- **Questions on the material**
a - Translate this sentence from the text on the snake genus Trilepida into Spanish: "Species in the genus Trilepida are native to northern South America and Panama."
b - In the text on the snake genus Trilepida, edit the part from "Trilepida is a" to "the genus Leptotyphlops." by replacing "previously" with "formerly".

- **Excerpt provided**
* * * * * * * * *

Trilepida is a genus of snakes in the family Leptotyphlopidae.

==Geographic range==
Species in the genus Trilepida are native to northern South America and Panama.

==Taxonomy==
All of the species in the genus Trilepida were previously placed in the genus Leptotyphlops.

==Species==
The genus contains the following species which are recognized as being valid.
- Trilepida acutirostris Pinto & Curcio, 2011
- Trilepida affinis (Boulenger, 1884) – Venezuela blind snake
- Trilepida anthracina (Bailey, 1946) – Bailey's blind snake
- Trilepida brasiliensis (Laurent, 1949) – Brazilian blind snake
- Trilepida brevissima (Shreve, 1964) – Caqueta blind snake
- Trilepida dimidiata (Jan, 1861) – dainty blind snake
- Trilepida dugandi (Dunn, 1944) – Dugand's blind snake
- Trilepida fuliginosa (Passos, Caramaschi & Pinto, 2006)

* * * * * * * * *

Image point grounding data
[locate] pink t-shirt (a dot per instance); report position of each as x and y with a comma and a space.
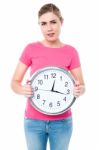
37, 56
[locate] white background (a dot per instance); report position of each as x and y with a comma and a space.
18, 27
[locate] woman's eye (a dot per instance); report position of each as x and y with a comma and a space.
42, 24
53, 22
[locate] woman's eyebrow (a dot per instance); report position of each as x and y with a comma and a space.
49, 21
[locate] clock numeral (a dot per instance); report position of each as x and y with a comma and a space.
44, 101
53, 75
65, 99
61, 78
40, 82
68, 91
58, 103
66, 84
38, 96
50, 104
35, 88
45, 76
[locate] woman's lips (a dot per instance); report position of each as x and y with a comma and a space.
50, 34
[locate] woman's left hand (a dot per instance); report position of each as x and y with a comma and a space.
78, 89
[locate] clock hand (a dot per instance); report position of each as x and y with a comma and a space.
43, 90
59, 92
53, 86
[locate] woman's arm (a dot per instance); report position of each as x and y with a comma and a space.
16, 82
79, 87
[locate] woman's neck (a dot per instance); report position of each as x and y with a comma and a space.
54, 44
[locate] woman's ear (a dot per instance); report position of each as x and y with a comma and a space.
62, 21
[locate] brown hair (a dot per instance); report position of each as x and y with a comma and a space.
50, 8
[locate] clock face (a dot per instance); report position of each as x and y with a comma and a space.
53, 90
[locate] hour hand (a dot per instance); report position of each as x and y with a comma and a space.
53, 86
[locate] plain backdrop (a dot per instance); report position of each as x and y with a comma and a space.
18, 27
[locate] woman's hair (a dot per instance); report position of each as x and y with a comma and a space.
50, 8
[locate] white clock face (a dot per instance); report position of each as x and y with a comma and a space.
53, 90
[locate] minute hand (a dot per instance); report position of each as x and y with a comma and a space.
59, 92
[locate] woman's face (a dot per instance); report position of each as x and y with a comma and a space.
50, 26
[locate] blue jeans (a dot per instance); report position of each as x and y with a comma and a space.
37, 133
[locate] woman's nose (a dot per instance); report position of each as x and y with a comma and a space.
49, 27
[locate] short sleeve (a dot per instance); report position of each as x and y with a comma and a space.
26, 56
75, 60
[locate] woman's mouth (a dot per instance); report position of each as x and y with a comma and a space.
50, 34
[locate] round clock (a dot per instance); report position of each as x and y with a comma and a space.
52, 90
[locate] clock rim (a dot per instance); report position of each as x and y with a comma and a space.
50, 68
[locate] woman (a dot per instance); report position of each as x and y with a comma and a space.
49, 52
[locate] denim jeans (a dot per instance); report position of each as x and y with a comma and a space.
37, 133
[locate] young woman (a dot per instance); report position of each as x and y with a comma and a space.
49, 52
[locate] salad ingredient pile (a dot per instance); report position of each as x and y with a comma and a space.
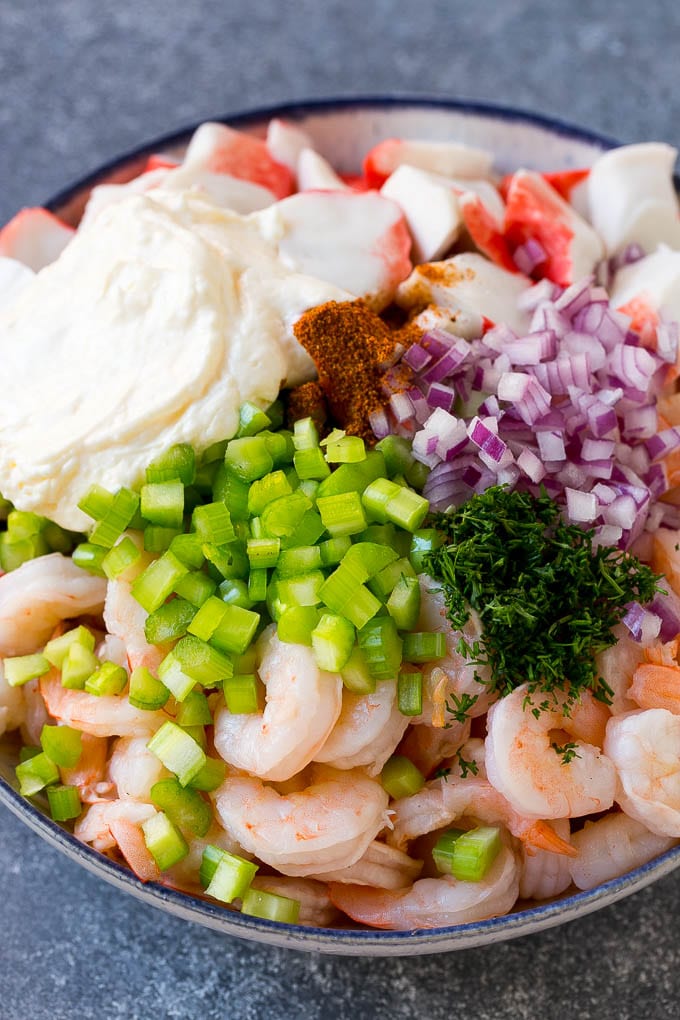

* * * * * * * * *

- **Results for each task**
a - Las especies del género Trilepida son nativas del norte de Sudamérica y Panamá.

b -
Trilepida is a genus of snakes in the family Leptotyphlopidae.

==Geographic range==
Species in the genus Trilepida are native to northern South America and Panama.

==Taxonomy==
All of the species in the genus Trilepida were formerly placed in the genus Leptotyphlops.